● **Direction**
Which lines in the records below contain the word "strap" with matching case? Select and copy every one of them.

● **Source data**
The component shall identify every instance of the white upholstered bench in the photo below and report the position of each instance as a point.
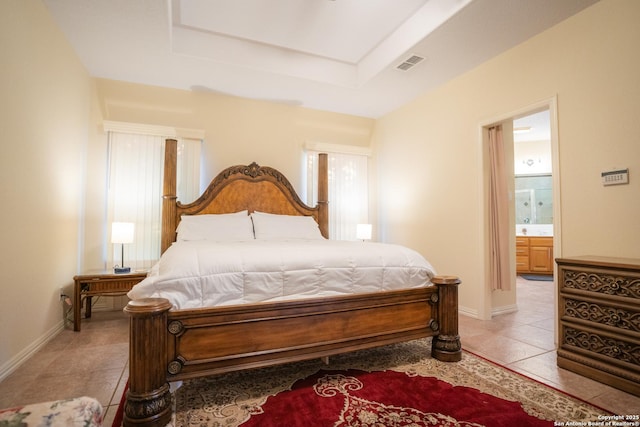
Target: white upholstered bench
(81, 411)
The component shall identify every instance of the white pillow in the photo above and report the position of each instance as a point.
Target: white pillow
(270, 226)
(216, 227)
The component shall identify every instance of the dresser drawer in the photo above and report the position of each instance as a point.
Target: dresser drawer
(616, 318)
(612, 283)
(608, 348)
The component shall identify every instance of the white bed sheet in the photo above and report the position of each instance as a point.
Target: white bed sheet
(206, 274)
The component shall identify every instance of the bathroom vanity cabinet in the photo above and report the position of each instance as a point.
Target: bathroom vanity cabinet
(534, 254)
(599, 319)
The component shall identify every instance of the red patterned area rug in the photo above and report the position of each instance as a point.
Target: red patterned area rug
(396, 385)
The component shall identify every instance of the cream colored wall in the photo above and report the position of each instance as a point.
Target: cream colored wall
(237, 131)
(430, 155)
(44, 118)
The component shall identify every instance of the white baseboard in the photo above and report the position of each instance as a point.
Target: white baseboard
(468, 312)
(494, 312)
(504, 310)
(11, 365)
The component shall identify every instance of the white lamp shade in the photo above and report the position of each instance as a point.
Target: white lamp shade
(122, 232)
(363, 231)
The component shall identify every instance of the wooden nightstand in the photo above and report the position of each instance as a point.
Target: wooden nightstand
(100, 283)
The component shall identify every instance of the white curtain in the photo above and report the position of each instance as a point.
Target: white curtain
(348, 191)
(135, 192)
(499, 268)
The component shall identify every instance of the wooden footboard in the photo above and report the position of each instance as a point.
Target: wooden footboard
(169, 345)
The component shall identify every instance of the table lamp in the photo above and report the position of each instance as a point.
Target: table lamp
(122, 233)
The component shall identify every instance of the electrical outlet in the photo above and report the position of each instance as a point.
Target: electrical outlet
(615, 177)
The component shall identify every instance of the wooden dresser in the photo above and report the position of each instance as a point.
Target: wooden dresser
(599, 319)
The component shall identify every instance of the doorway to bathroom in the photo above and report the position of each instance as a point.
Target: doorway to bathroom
(533, 196)
(531, 140)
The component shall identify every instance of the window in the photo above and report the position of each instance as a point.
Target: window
(348, 187)
(135, 191)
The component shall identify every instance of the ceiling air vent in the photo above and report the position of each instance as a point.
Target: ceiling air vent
(409, 62)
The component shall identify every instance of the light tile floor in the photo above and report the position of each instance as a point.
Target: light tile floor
(93, 362)
(524, 341)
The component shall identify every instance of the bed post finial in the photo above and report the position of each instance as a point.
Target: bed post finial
(323, 194)
(446, 346)
(169, 196)
(148, 400)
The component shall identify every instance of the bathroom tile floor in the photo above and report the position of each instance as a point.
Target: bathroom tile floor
(93, 362)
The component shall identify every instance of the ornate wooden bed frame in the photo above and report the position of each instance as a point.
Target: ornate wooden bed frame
(171, 345)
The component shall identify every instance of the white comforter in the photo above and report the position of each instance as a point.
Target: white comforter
(205, 274)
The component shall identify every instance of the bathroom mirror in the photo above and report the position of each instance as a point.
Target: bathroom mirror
(534, 199)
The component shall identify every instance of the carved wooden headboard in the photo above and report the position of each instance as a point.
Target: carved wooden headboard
(251, 187)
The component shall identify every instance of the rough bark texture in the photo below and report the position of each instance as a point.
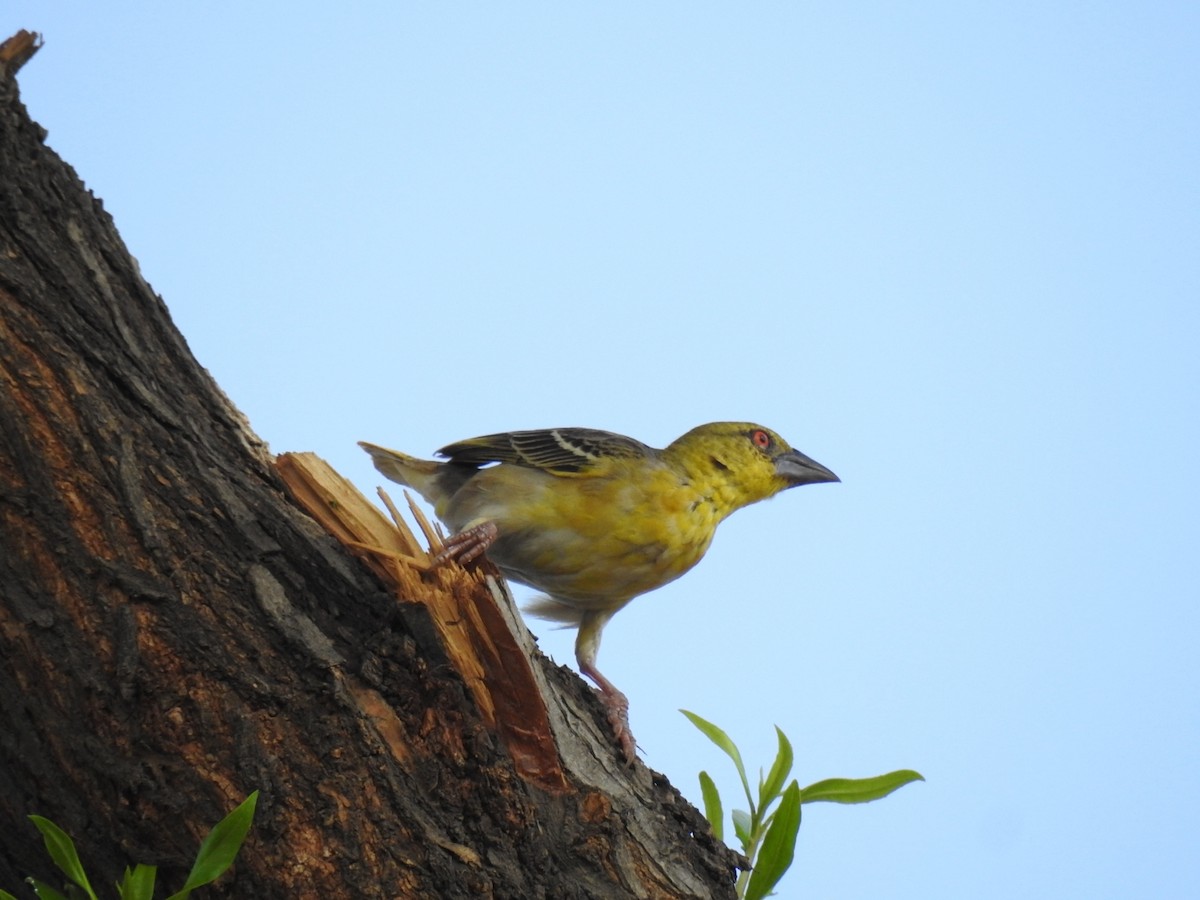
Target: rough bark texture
(175, 633)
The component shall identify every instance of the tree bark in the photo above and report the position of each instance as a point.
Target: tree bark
(175, 633)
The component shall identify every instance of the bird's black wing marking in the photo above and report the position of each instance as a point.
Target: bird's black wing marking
(561, 450)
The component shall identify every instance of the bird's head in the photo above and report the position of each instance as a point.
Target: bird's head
(745, 462)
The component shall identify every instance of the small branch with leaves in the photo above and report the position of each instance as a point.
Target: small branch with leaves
(769, 828)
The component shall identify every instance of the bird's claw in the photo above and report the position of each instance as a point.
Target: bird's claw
(468, 545)
(617, 706)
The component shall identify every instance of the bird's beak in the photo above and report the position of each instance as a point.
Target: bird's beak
(796, 468)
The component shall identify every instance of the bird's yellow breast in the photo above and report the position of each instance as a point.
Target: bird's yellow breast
(594, 541)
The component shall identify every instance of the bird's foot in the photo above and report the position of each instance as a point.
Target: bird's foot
(617, 705)
(466, 546)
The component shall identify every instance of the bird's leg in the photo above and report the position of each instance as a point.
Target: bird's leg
(467, 545)
(587, 646)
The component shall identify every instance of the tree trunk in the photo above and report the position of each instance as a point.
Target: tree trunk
(175, 633)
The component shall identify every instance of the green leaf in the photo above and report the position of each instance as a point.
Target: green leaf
(61, 850)
(779, 772)
(45, 891)
(220, 849)
(778, 847)
(713, 811)
(138, 885)
(723, 741)
(858, 790)
(743, 827)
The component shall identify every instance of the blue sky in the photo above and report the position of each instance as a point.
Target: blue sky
(948, 250)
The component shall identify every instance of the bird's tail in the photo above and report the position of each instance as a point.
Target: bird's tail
(547, 607)
(408, 471)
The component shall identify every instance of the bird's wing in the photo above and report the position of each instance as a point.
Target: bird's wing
(567, 451)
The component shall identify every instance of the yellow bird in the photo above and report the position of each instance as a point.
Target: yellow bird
(595, 519)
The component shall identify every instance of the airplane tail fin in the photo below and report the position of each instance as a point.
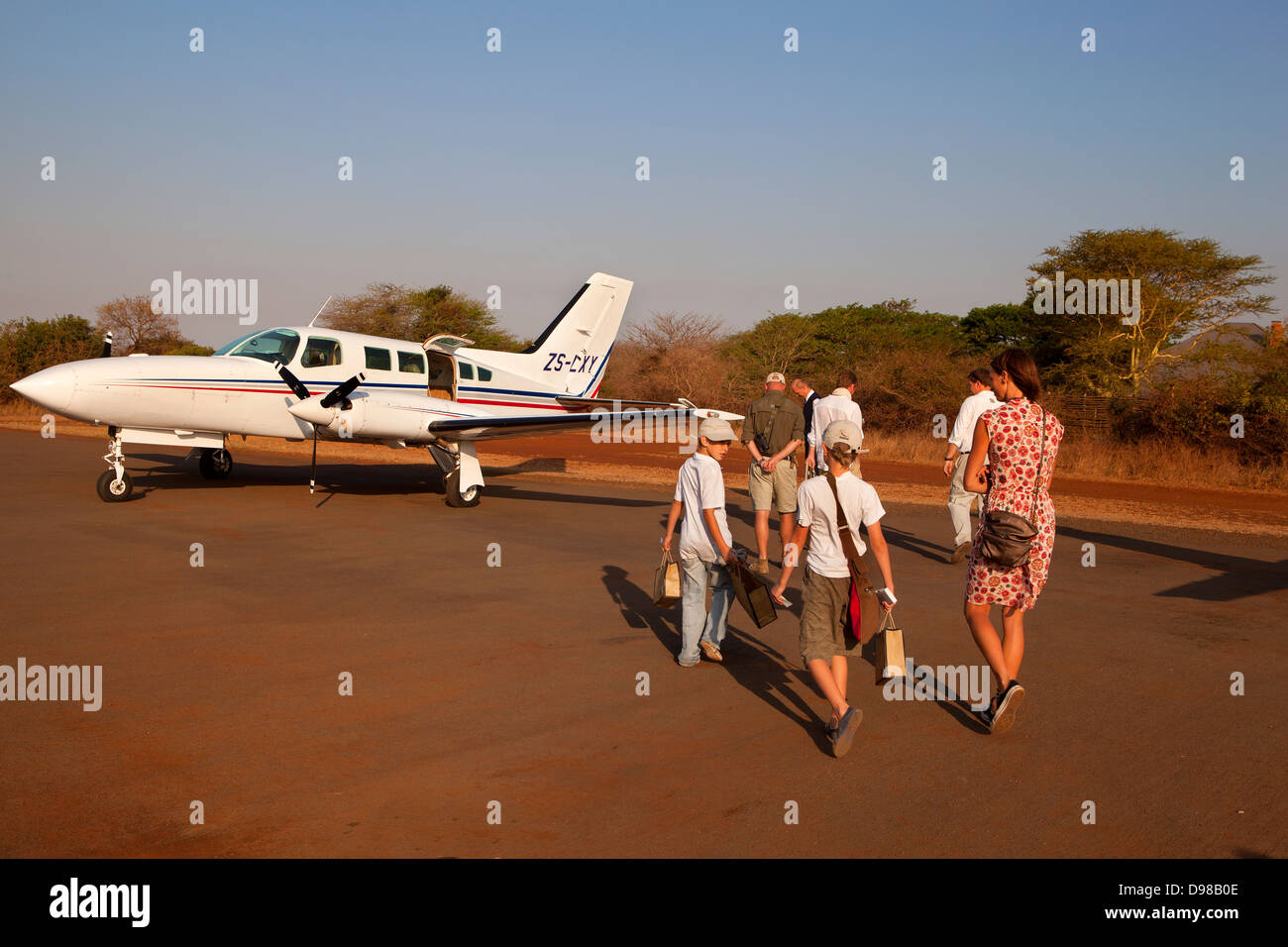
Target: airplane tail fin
(571, 355)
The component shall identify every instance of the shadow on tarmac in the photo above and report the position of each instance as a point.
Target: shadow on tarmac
(1239, 578)
(174, 472)
(752, 663)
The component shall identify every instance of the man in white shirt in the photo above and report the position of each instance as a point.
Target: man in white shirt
(838, 406)
(980, 399)
(706, 544)
(827, 571)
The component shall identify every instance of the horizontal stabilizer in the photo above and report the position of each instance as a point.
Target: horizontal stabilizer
(493, 428)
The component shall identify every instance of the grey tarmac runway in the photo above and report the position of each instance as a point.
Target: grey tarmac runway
(476, 684)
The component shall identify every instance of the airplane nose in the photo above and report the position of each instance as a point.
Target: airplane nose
(51, 388)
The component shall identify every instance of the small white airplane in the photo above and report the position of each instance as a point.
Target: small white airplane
(300, 381)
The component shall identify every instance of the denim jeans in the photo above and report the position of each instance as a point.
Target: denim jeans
(697, 624)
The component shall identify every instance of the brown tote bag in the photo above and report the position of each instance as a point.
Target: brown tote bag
(666, 581)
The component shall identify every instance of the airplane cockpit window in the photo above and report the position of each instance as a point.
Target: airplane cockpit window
(320, 354)
(235, 343)
(411, 361)
(273, 346)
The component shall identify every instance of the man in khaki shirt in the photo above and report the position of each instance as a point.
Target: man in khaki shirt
(773, 431)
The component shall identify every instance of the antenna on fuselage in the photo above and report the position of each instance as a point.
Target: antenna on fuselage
(320, 312)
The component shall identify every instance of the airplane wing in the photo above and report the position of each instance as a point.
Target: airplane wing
(492, 428)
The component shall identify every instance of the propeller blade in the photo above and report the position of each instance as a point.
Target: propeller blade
(292, 382)
(343, 390)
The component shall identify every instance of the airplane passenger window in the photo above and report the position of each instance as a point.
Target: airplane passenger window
(411, 361)
(320, 354)
(273, 346)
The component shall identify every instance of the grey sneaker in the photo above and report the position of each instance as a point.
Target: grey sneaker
(845, 731)
(1008, 703)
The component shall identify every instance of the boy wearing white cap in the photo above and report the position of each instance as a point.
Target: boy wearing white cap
(706, 544)
(827, 574)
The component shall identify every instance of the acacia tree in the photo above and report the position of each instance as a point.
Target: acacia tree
(137, 328)
(27, 346)
(397, 312)
(1186, 286)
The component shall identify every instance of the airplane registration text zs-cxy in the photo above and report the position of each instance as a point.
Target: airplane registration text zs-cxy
(303, 381)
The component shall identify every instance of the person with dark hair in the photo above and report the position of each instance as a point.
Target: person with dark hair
(960, 445)
(838, 406)
(807, 395)
(1020, 441)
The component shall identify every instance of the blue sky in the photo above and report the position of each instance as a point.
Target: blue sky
(518, 167)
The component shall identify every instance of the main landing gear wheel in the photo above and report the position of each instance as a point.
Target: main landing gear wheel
(455, 497)
(112, 489)
(215, 463)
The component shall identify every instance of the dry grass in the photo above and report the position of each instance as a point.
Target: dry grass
(1170, 464)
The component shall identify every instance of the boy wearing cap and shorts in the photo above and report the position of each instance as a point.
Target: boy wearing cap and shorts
(773, 431)
(827, 574)
(706, 544)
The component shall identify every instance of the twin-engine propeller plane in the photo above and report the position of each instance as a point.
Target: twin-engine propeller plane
(300, 382)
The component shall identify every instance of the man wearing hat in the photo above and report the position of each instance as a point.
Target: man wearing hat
(837, 406)
(827, 573)
(773, 431)
(706, 545)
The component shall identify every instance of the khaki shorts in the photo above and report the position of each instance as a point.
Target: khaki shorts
(777, 489)
(822, 635)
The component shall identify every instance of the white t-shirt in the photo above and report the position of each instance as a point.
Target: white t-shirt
(971, 408)
(700, 487)
(835, 407)
(815, 508)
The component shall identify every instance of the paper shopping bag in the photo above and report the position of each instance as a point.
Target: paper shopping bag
(889, 650)
(666, 581)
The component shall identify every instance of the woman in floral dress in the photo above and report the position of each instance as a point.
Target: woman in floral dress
(1012, 437)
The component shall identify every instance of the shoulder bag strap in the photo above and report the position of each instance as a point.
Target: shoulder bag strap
(1037, 480)
(851, 552)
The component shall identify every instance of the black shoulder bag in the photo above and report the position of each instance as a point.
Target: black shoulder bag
(1008, 538)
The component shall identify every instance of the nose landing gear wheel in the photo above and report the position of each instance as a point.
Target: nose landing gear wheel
(455, 497)
(215, 464)
(111, 489)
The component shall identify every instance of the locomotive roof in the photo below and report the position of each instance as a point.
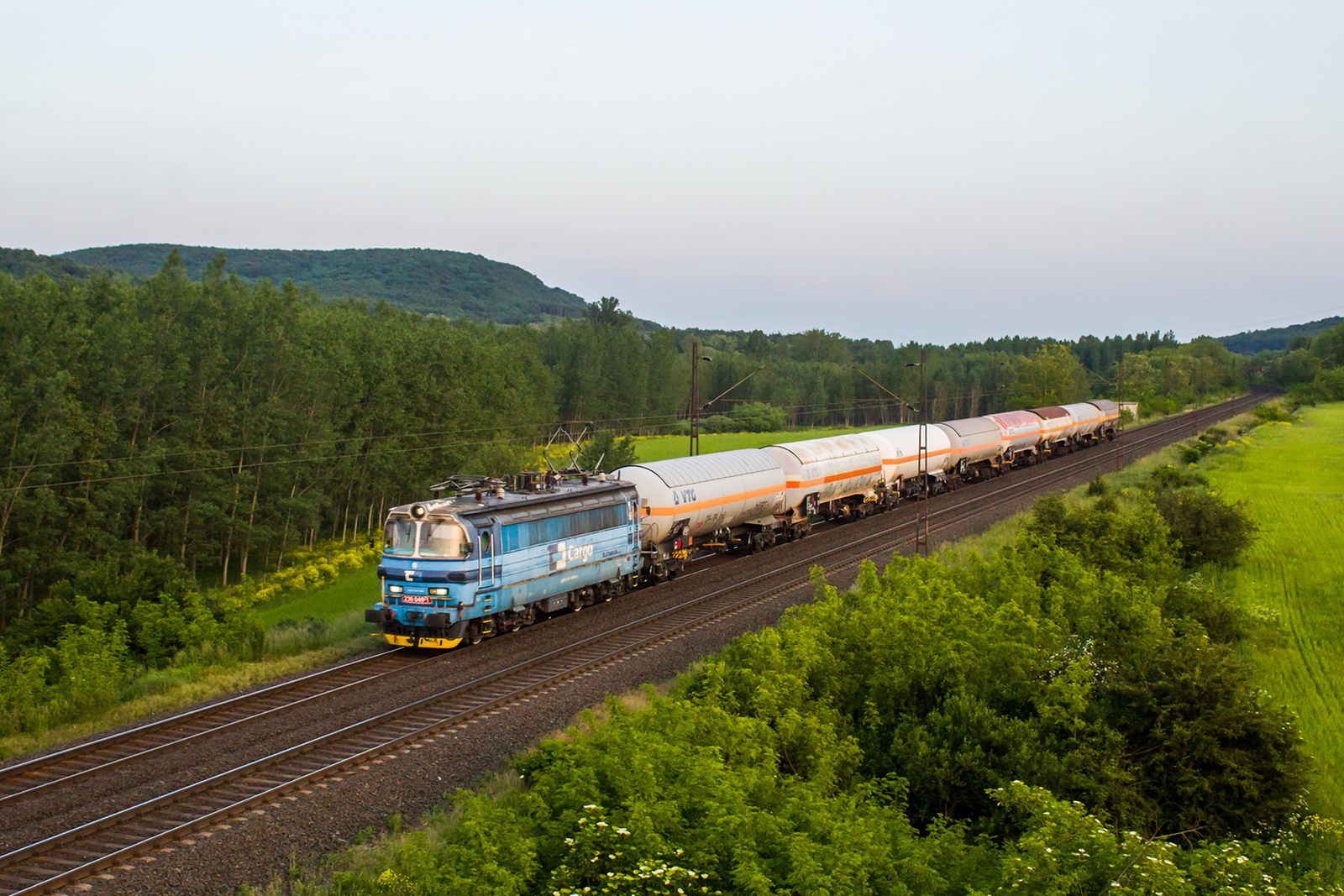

● **Response to this task**
The component shall identify every instance of the shoulder bag strap in the photo above and report the position of each instance as a point.
Target: shoulder bag strap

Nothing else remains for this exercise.